» GIVEN PASSAGE
=-=-=

US President Barack Obama has set the stage for formal talks today with Japanese Prime Minister Shinzo Abe by provocatively telling the Yomiuri Shimbun that the US is fully committed to supporting Japan in any military conflict with China over the disputed Senkaku/Diaoyu islands in the East China Sea. Obama landed in Tokyo yesterday on the first leg of his Asian trip, which includes South Korea, Malaysia and the Philippines.
In written answers to the Japanese newspaper, Obama declared: “The policy of the United States is clear—the Senkaku islands are administered by Japan and therefore fall within the scope of Article 5 of the US-Japan Treaty of Mutual Cooperation and Security. And we oppose any unilateral attempts to undermine Japan’s administration of these islands.”
While US officials have made similar statements previously, Obama’s unequivocal backing for Japan in any war with China will only further fuel the tense situation surrounding the islets, and harden Abe’s refusal to even concede that a territorial dispute exists. At the same time as he has deliberately stoked up a confrontation with Russia over Ukraine, Obama is giving the green light to the right-wing Abe government in Japan to take a more belligerent stance against China.
Obama’s comments to the Yomiuri Shimbun make clear that his “pivot to Asia” is broadly targeted against China. While paying lip service to “engagement with China,” he pointedly warned that “both our nations have to resist the danger of slipping into conflict.” He also reassured Tokyo that “our engagement with China does not and will not come at the expense of Japan or any other ally.”
Not surprisingly, the Chinese regime bluntly rejected Obama’s remarks. Foreign ministry spokesman Qin Gang yesterday opposed the application of the US-Japan Security Treaty to the disputed islands, branding it as a Cold War alliance that “should not be used to damage China’s sovereignty and legitimate interest.” In conditions where Washington engineered a provocation against Moscow in the form of a fascist-led coup in Kiev, Beijing clearly fears that the tensions in the East China Sea could rapidly become the basis for threats of war against China.
Last November, the US recklessly challenged China’s declaration of an Air Defence Identification Zone in the East China Sea by flying nuclear-capable B-52 bombers into the zone unannounced—risking a confrontation or clash with Chinese aircraft.
The Obama administration’s “pivot to Asia”—aimed at containing China diplomatically, economically and militarily—has transformed the East China Sea into a dangerous flashpoint. The long dormant dispute over the Senkaku/Diaoyu islands was deliberately stoked up in the aftermath of Japanese Prime Minister Yukio Hatoyama’s resignation in June 2010. The US put pressure on Hatoyama to step down after a sharp disagreement over US bases on Okinawa. His efforts to improve Japan’s ties with China had cut across Obama’s confrontational “pivot.”

=-=-=

» RECORDED INFORMATION
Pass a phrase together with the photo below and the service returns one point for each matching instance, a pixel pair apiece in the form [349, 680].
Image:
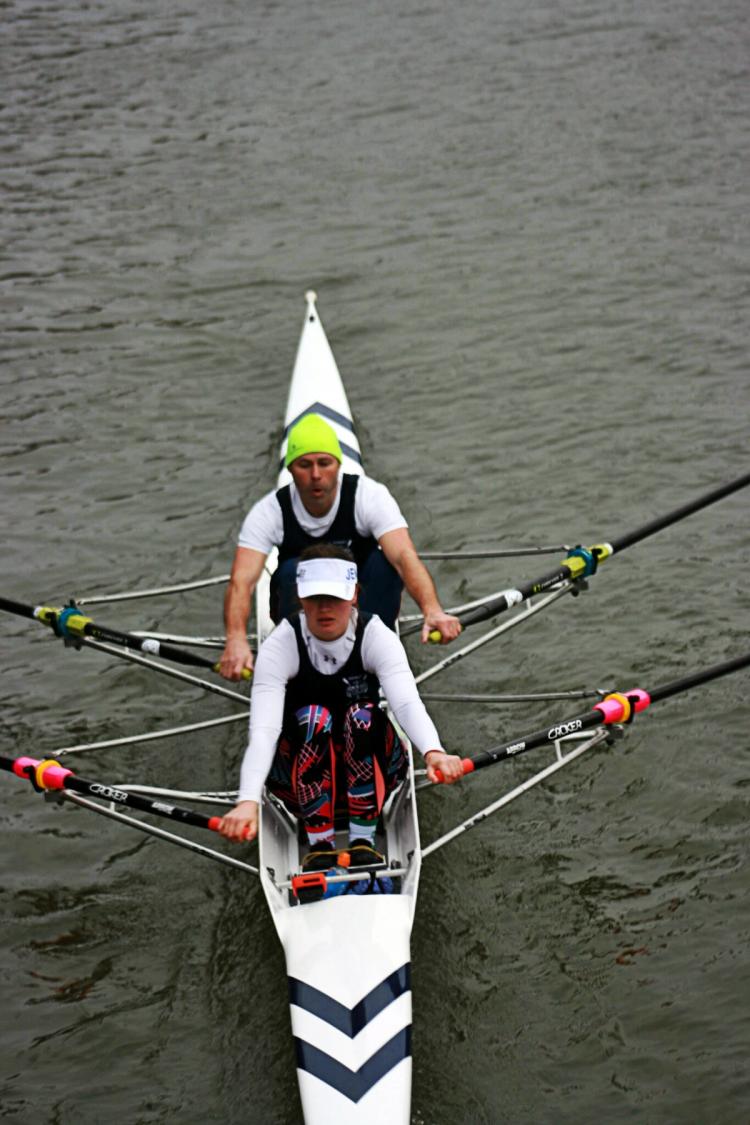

=-=-=

» AIM OF THE EXERCISE
Quote the article about Obama and the disputed islands from "While US officials" up to and including "stance against China.".

» RESULT FOR THIS EXERCISE
While US officials have made similar statements previously, Obama’s unequivocal backing for Japan in any war with China will only further fuel the tense situation surrounding the islets, and harden Abe’s refusal to even concede that a territorial dispute exists. At the same time as he has deliberately stoked up a confrontation with Russia over Ukraine, Obama is giving the green light to the right-wing Abe government in Japan to take a more belligerent stance against China.